#### [Work to complete]
Rewrite the records below, replacing "upper kitchen cabinet" with "wall-mounted cupboard" and keeping everything else unchanged. Leave the pictures out of your version.

↓↓↓

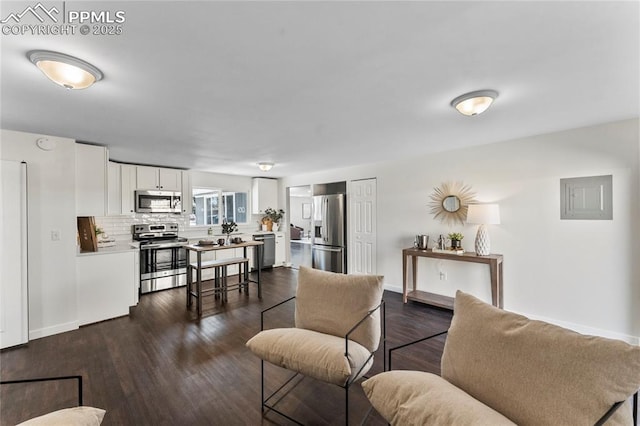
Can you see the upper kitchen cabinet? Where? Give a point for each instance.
(187, 193)
(114, 196)
(121, 186)
(158, 178)
(91, 180)
(264, 193)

↑↑↑

#### [Reply]
Can you see the wall-mounted cupboard? Where? Give a point for each instance.
(187, 193)
(114, 196)
(121, 186)
(158, 178)
(91, 180)
(264, 193)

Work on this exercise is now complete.